**AIM 1:** Retype the part of the forum thread about packed lunches starting with "Sunbutter and jelly" and going on through "kids should eat.".

**EXTRACT PROVIDED:**
□ □ □ □

ETA: I also don't pack him a beverage. They supply either milk or water, whatever the child requests at lunch and snack. DS usually drinks milk at most meals there.

Then I wouldn't sweat it. I might say this to the teachers - that since he's eating most of it, you're happy to keep sending it, etc.

Did they say why they were concerned about the variety/amount? Strikes me as odd if there's not an issue of tremendous waste or something.


----------



## Pumpkin_Pie (Oct 10, 2006)

Quote:


Originally Posted by *Rosehip* 
Then I wouldn't sweat it. I might say this to the teachers - that since he's eating most of it, you're happy to keep sending it, etc.

Did they say why they were concerned about the variety/amount? Strikes me as odd if there's not an issue of tremendous waste or something.

They didn't say why they thought it was too much food, but they did say that he has "a million choices". She did mention that he takes a long time for him to eat, but nap is directly after lunch, and the children are asked to pick up their own lunch, put it back in the fridge and go get on their nap mat on their own. If he takes a long time, he is cutting into his nap, but he is starting to drop them anyway. I am not sure if he is being loud at the table so others can't sleep, or if that is even the issue. I think the teacher just really dislikes the lunches I am packing. Lots of children have a lunch that is more typically the following:

Chicken nuggets
chips
some sort of cut fruit

Or:

Sunbutter and jelly sandwich
yogurt
carrots and hummus

They really tend to only have three or maybe four choices. Not much food IMO, but maybe I am off base with what kids should eat.


----------



## BetsyS (Nov 8, 2004)

My kids seem overwhelmed by more than about 3 items at any given meal, so that is what I feed them. For lunch, we typically do a peanut butter sandwich or cheese/bean quesadillas, then a veggie (say, cucumbers), and a fruit (usually a banana or blueberries or strawberries or whatever). They drink water. Any more than 3 choices, and they start playing instead of eating. Odd, but whatever.

□ □ □ □

**AIM 2:** Please lay out each line of the records below as a Markdown table with the columns No. and Record Line. Number the rows, and leave out blank lines and the pictures.

□ □ □ □

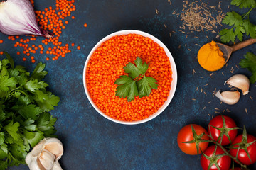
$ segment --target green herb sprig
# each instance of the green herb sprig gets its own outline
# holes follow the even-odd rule
[[[120,76],[114,82],[119,85],[116,89],[116,96],[124,98],[127,97],[128,101],[132,101],[138,96],[139,98],[149,96],[151,89],[157,89],[158,86],[155,79],[145,75],[149,64],[143,63],[142,60],[137,57],[135,64],[131,62],[127,64],[124,69],[129,76]]]
[[[220,39],[223,42],[234,42],[235,39],[242,41],[244,34],[256,38],[256,26],[250,21],[250,13],[256,8],[255,0],[232,0],[231,5],[239,6],[240,8],[249,8],[250,10],[240,15],[235,11],[228,12],[223,20],[223,23],[231,26],[231,28],[225,28],[220,32]]]
[[[60,101],[42,81],[45,64],[38,63],[30,75],[4,53],[7,59],[0,61],[0,169],[26,164],[31,148],[53,136],[56,118],[48,112]]]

□ □ □ □

**WORKED SOLUTION 1:**
Sunbutter and jelly sandwich
yogurt
carrots and hummus

They really tend to only have three or maybe four choices. Not much food IMO, but maybe I am off base with what kids should eat.

**WORKED SOLUTION 2:**
| No. | Record Line |
|---|---|
| 1 | $ segment --target green herb sprig |
| 2 | # each instance of the green herb sprig gets its own outline |
| 3 | # holes follow the even-odd rule |
| 4 | [[[120,76],[114,82],[119,85],[116,89],[116,96],[124,98],[127,97],[128,101],[132,101],[138,96],[139,98],[149,96],[151,89],[157,89],[158,86],[155,79],[145,75],[149,64],[143,63],[142,60],[137,57],[135,64],[131,62],[127,64],[124,69],[129,76]]] |
| 5 | [[[220,39],[223,42],[234,42],[235,39],[242,41],[244,34],[256,38],[256,26],[250,21],[250,13],[256,8],[255,0],[232,0],[231,5],[239,6],[240,8],[249,8],[250,10],[240,15],[235,11],[228,12],[223,20],[223,23],[231,26],[231,28],[225,28],[220,32]]] |
| 6 | [[[60,101],[42,81],[45,64],[38,63],[30,75],[4,53],[7,59],[0,61],[0,169],[26,164],[31,148],[53,136],[56,118],[48,112]]] |